**Data for this task**
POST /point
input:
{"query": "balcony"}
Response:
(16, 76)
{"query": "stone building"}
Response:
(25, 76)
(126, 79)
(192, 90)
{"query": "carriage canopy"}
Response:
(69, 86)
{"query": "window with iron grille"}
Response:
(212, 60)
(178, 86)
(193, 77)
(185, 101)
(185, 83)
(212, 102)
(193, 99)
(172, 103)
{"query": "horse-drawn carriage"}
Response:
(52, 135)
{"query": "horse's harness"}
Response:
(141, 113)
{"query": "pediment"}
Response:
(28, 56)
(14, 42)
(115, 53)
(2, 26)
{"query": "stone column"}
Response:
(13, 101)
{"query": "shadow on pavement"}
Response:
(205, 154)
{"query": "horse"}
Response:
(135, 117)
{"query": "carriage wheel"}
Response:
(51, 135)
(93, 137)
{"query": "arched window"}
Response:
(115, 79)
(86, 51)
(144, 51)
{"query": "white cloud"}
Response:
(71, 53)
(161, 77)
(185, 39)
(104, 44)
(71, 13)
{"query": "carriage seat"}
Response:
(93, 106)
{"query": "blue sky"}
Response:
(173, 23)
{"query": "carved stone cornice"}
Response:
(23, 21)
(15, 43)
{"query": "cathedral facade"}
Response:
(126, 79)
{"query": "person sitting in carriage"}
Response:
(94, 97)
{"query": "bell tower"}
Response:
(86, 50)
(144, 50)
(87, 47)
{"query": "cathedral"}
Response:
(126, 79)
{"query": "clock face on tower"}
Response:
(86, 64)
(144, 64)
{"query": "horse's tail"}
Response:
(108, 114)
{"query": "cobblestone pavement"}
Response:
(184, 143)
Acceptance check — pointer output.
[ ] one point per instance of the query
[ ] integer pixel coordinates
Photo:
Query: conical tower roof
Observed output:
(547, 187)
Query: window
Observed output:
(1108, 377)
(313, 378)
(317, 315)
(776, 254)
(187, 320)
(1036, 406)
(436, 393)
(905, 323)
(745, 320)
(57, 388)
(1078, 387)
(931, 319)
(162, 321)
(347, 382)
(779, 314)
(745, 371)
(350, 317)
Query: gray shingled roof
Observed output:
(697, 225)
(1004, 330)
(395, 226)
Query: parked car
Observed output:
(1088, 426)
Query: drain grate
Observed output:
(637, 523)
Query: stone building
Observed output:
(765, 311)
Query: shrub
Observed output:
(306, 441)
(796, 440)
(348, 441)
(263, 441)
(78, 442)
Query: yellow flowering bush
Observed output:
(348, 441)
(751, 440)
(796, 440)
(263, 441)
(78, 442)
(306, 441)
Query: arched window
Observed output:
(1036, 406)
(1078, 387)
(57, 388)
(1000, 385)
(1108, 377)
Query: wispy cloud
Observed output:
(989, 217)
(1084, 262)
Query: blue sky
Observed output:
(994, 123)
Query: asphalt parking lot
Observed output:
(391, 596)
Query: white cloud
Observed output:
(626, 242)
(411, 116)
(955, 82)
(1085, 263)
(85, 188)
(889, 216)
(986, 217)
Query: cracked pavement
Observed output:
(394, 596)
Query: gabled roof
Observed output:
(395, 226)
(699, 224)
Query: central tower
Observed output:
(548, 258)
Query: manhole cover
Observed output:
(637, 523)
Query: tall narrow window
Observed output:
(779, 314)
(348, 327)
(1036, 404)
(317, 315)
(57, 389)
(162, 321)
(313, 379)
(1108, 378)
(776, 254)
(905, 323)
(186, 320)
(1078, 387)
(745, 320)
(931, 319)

---

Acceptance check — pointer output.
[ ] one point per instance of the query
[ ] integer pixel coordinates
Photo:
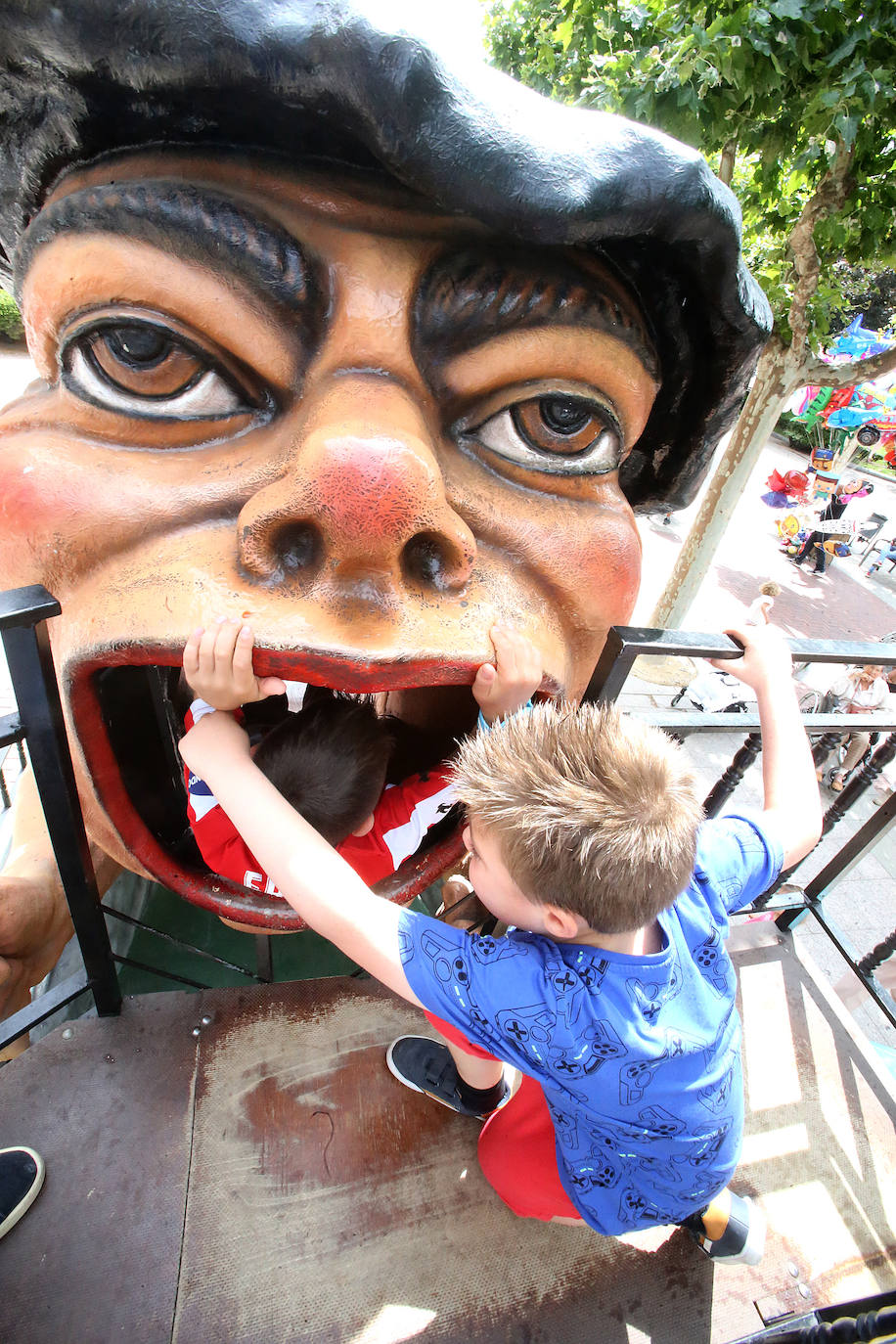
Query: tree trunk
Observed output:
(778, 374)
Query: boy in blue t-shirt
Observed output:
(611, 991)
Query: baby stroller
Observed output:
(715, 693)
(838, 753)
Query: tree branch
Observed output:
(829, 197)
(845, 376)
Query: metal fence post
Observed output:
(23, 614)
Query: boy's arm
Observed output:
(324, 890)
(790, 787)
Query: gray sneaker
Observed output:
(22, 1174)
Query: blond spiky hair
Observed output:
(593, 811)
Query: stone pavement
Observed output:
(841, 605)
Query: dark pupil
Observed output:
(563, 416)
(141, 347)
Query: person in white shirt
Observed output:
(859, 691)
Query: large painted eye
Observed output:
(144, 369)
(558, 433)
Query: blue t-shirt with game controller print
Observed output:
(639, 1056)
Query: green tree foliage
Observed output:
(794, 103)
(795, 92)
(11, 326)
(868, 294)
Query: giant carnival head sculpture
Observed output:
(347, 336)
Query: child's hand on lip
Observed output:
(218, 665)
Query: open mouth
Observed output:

**What you will do**
Please copy out each line in the entries that mentions the string "window".

**Response to this exercise**
{"query": "window with iron grille"}
{"query": "arched window"}
Query: window
Query: arched window
Query: tall narrow window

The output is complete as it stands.